Top of Task inputs

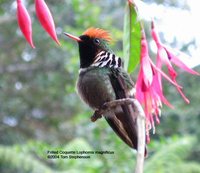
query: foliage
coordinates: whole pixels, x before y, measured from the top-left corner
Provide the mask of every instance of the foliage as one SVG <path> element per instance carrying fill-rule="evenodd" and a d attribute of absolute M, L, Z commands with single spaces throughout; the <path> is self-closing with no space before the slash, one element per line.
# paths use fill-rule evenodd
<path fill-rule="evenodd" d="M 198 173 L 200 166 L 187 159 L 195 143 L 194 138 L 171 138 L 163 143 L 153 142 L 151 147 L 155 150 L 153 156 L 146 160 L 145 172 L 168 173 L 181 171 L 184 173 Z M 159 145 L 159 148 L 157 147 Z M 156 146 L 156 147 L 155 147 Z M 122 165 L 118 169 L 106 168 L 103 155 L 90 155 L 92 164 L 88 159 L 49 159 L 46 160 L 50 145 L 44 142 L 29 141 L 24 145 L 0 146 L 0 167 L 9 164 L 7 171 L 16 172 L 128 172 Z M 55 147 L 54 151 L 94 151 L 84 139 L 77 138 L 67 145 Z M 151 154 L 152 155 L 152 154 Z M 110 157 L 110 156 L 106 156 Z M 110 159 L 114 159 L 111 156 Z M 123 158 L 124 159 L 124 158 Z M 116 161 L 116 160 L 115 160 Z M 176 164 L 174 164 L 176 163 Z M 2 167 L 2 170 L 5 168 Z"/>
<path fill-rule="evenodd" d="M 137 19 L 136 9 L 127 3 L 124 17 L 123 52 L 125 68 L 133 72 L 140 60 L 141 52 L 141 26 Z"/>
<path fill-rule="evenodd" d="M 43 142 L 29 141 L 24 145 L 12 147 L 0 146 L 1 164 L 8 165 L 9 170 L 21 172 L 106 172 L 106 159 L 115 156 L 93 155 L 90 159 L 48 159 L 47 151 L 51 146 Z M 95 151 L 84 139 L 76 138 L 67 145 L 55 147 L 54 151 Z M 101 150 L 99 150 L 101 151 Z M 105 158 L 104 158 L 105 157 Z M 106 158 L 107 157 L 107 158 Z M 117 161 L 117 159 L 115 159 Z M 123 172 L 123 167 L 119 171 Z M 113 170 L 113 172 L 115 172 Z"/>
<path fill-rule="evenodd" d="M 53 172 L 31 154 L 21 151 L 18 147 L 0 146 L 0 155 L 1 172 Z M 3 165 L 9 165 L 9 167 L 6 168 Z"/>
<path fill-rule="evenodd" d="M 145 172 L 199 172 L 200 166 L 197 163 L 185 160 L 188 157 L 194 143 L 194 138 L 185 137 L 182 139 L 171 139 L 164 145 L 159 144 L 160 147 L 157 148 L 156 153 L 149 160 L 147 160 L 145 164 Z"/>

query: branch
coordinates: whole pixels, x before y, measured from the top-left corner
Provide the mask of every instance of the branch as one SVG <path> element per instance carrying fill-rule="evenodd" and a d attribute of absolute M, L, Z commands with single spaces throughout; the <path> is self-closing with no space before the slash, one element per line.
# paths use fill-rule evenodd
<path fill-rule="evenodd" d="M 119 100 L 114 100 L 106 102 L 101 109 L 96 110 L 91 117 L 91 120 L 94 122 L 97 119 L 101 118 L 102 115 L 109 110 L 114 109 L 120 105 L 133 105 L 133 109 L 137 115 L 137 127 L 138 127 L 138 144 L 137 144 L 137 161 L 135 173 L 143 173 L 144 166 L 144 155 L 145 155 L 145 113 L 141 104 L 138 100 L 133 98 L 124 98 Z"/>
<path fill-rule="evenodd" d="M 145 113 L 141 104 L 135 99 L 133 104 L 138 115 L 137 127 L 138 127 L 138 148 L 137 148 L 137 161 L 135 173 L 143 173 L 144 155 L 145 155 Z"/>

Bottom of Task inputs

[Task details] Repeat each entry above word for word, leaving every picture out.

[Task result]
query: foliage
coordinates: whole pixels, x before y, measured from the top-left corner
Provide the mask of every instance of the foliage as one SVG <path> element per instance carrying fill-rule="evenodd" and a d attribute of absolute M, L, Z commands with single spaces throughout; the <path> is self-closing with no space before the slash, one element per line.
# paths use fill-rule evenodd
<path fill-rule="evenodd" d="M 198 173 L 200 166 L 187 159 L 195 143 L 194 138 L 171 138 L 163 143 L 153 142 L 151 147 L 155 150 L 153 156 L 146 160 L 145 172 L 168 173 L 181 171 L 184 173 Z M 159 145 L 159 148 L 157 147 Z M 156 146 L 156 147 L 155 147 Z M 122 165 L 118 169 L 106 168 L 103 155 L 90 155 L 92 164 L 88 159 L 49 159 L 46 160 L 50 145 L 44 142 L 29 141 L 24 145 L 0 146 L 0 167 L 9 164 L 7 171 L 16 172 L 128 172 Z M 55 147 L 54 151 L 94 151 L 84 139 L 77 138 L 67 145 Z M 151 154 L 152 155 L 152 154 Z M 110 157 L 110 156 L 106 156 Z M 110 159 L 114 159 L 111 156 Z M 123 158 L 124 159 L 124 158 Z M 116 161 L 116 160 L 115 160 Z M 176 164 L 174 164 L 176 163 Z M 2 167 L 2 170 L 5 168 Z"/>
<path fill-rule="evenodd" d="M 137 19 L 136 9 L 127 3 L 124 17 L 123 52 L 125 68 L 133 72 L 140 60 L 141 52 L 141 26 Z"/>
<path fill-rule="evenodd" d="M 43 142 L 29 141 L 24 145 L 12 147 L 0 146 L 1 164 L 8 165 L 9 170 L 21 172 L 106 172 L 106 159 L 115 156 L 93 155 L 90 159 L 48 159 L 47 151 L 51 146 Z M 95 151 L 84 139 L 76 138 L 67 145 L 55 147 L 54 151 Z M 101 150 L 99 150 L 101 151 Z M 105 158 L 104 158 L 105 157 Z M 106 158 L 107 157 L 107 158 Z M 117 161 L 117 159 L 115 159 Z M 123 172 L 123 167 L 119 171 Z M 113 170 L 113 172 L 115 172 Z"/>
<path fill-rule="evenodd" d="M 53 172 L 31 154 L 21 151 L 18 147 L 0 146 L 0 155 L 1 172 Z M 3 165 L 9 165 L 9 167 L 6 168 Z"/>
<path fill-rule="evenodd" d="M 145 172 L 199 172 L 200 166 L 197 163 L 185 160 L 188 157 L 194 143 L 194 138 L 185 137 L 182 139 L 171 139 L 164 145 L 159 144 L 160 147 L 157 148 L 156 153 L 149 160 L 147 160 L 145 164 Z"/>

query: branch
coordinates: whole pixels, x before y, measured from the top-left corner
Provide the mask of every instance of the branch as one SVG <path> element per instance carrying fill-rule="evenodd" and a d attribute of absolute M, L, Z commands with single spaces throughout; the <path> is self-closing with no space before the slash, one element per line.
# paths use fill-rule evenodd
<path fill-rule="evenodd" d="M 119 100 L 114 100 L 106 102 L 101 109 L 96 110 L 91 117 L 91 120 L 94 122 L 97 119 L 101 118 L 102 115 L 109 110 L 114 109 L 120 105 L 133 105 L 133 109 L 137 115 L 137 127 L 138 127 L 138 144 L 137 144 L 137 161 L 135 173 L 143 173 L 144 166 L 144 155 L 145 155 L 145 113 L 141 104 L 138 100 L 133 98 L 124 98 Z"/>
<path fill-rule="evenodd" d="M 145 113 L 141 104 L 135 99 L 133 104 L 138 115 L 137 127 L 138 127 L 138 148 L 137 148 L 137 161 L 135 173 L 143 173 L 144 155 L 145 155 Z"/>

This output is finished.